* **What the task asks**
All entries below must be given again exactly as they stand.

Region pointing data
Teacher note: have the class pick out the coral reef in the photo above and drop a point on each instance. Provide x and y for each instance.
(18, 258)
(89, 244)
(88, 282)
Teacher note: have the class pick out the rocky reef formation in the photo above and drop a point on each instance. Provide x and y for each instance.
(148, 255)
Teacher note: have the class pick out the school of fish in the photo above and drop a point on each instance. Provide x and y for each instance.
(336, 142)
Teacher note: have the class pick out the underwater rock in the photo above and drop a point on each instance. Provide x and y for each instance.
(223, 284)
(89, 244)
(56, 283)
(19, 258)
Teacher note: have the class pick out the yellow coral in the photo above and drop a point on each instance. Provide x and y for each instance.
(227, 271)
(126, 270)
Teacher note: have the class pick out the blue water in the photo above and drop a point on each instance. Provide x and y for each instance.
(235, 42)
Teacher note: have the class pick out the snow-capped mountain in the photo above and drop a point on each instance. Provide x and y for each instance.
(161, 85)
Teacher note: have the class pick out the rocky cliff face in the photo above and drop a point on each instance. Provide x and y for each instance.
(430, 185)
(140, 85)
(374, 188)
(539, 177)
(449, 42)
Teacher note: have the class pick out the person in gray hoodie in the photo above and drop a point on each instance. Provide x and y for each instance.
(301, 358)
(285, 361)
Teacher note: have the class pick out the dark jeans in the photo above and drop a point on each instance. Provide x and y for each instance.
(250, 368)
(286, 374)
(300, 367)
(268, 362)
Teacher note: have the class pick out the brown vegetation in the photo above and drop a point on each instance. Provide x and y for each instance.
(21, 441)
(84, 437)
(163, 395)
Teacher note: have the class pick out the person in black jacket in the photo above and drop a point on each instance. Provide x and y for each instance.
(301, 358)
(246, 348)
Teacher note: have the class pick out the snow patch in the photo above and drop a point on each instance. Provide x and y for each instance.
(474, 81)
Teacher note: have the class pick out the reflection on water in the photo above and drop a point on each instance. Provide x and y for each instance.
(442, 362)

* **Output of the exercise**
Teacher note: have the class pick out the coral reef in the photo above and drop a point on each instance. Provide x and y for each instance.
(18, 258)
(89, 244)
(88, 282)
Teacher note: have the class pick out the rocky reef formation in the photo above and drop a point on each instance. Provide x and y for each instance.
(148, 255)
Teacher note: have the class pick out the school of fish in the photo above and drop a point on each instance. Provide x and y for each instance.
(336, 142)
Teacher note: have the class pick out the underwater rock in the photo above and drop a point on each instance. Provide x and y for each instance.
(223, 284)
(89, 244)
(56, 283)
(19, 258)
Teacher note: have the class pick out the yellow coral in the photo above and drop a point on each instance. Provide x and y for each instance.
(227, 271)
(126, 270)
Teacher note: have the class pick out the blue water in the photo above and drop a point on each instance. Provide x and y for each instance.
(235, 42)
Teacher note: have the class pick out the snow-capped mountain in the photo above and drop a point on each instance. Provide x and y for each instance.
(161, 85)
Teacher note: have the class pick out the rocky cliff face in the photo above and drop a point on each instance. Provide x and y for each instance.
(430, 185)
(140, 85)
(374, 188)
(539, 177)
(449, 42)
Teacher note: have the class pick out the person in gray hoodie in the photo above and drop a point on each instance. Provide x and y for each instance.
(301, 358)
(285, 361)
Teacher note: have the class pick out the dark jeans in the photo above and drop a point on each instance. Provide x and y for each instance.
(250, 368)
(286, 374)
(300, 367)
(268, 362)
Teacher note: have the class pick out the brown vegetation in the photo above and drop a point on each instance. Provide x and y for each instance.
(21, 441)
(84, 437)
(163, 395)
Teacher note: have the class pick out the person in black jacket in the photo above and drop a point on each instance. Provide x and y for each instance.
(301, 358)
(246, 348)
Teacher note: have the class pick out the snow patch in the photo above and drop a point on each instance. Provide x and y for each instance.
(474, 81)
Teacher note: have the class pick out the reflection on water in the photo above and drop a point on each instance. Provide x and y for each instance.
(442, 362)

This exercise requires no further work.